#### Work item:
Would you copy each line of the data below that has "glove"?

------ Data supplied

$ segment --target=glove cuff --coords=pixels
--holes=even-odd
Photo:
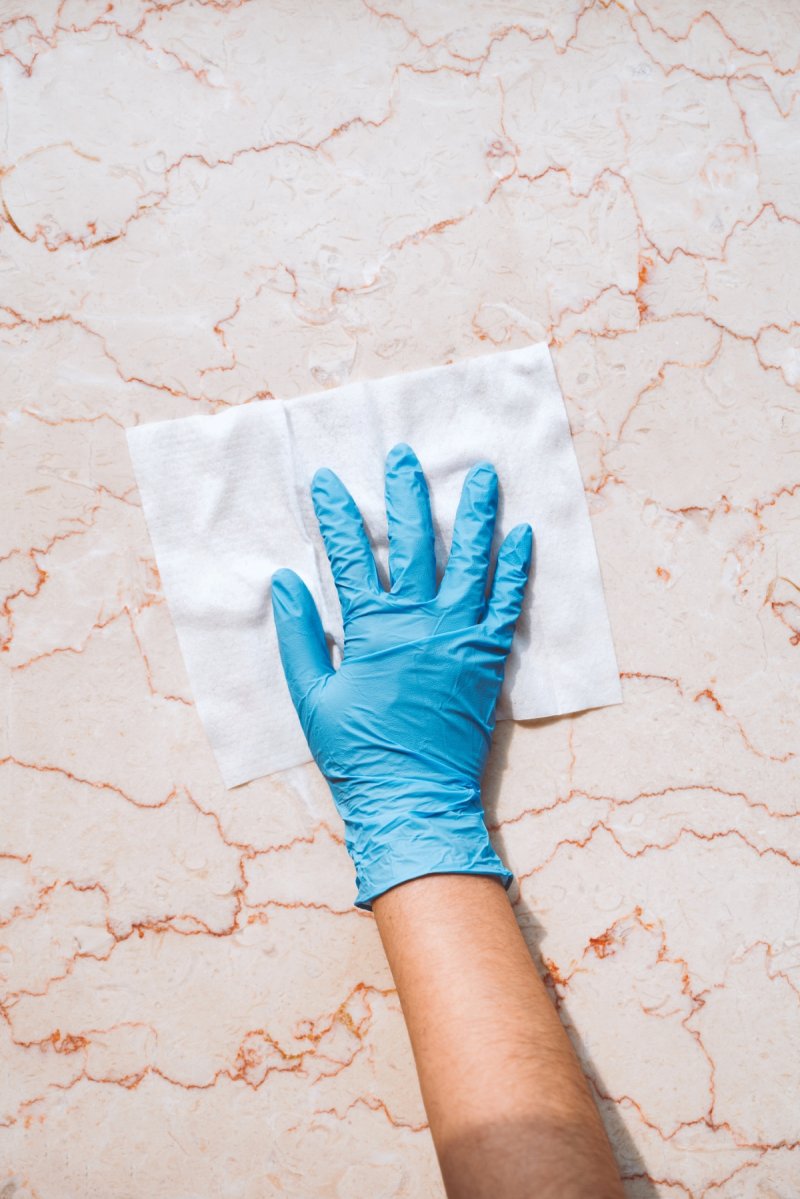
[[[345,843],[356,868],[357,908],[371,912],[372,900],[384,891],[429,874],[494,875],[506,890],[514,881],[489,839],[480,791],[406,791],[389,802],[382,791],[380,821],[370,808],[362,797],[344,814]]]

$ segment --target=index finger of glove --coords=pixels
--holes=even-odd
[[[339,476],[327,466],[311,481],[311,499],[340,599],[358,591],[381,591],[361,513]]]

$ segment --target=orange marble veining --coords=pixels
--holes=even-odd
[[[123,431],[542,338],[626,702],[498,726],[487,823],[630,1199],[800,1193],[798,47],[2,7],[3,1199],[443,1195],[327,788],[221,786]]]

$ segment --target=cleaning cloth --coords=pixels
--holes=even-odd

------------
------ Data supplied

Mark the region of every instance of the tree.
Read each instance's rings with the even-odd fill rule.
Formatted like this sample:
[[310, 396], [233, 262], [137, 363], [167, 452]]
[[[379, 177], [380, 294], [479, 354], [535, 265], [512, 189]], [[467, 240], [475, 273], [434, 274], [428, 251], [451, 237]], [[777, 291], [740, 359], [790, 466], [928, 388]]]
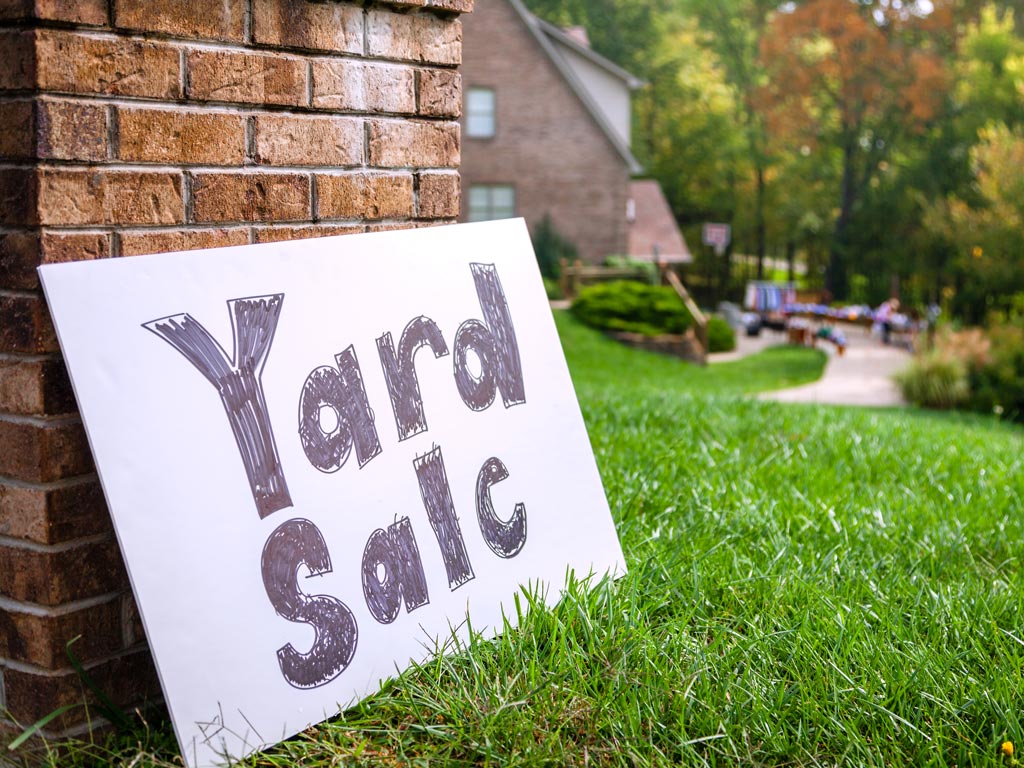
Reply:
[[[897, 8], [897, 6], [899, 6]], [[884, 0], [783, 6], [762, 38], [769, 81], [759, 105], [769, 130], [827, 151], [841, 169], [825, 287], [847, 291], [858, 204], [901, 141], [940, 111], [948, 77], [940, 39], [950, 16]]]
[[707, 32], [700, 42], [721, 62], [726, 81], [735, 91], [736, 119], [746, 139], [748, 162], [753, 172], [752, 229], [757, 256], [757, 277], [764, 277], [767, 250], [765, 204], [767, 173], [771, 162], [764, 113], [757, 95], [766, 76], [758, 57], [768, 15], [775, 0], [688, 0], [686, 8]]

------------

#### Worked solution:
$ segment --target=glove cuff --coords=pixels
$ segment --target=index finger of glove --coords=pixels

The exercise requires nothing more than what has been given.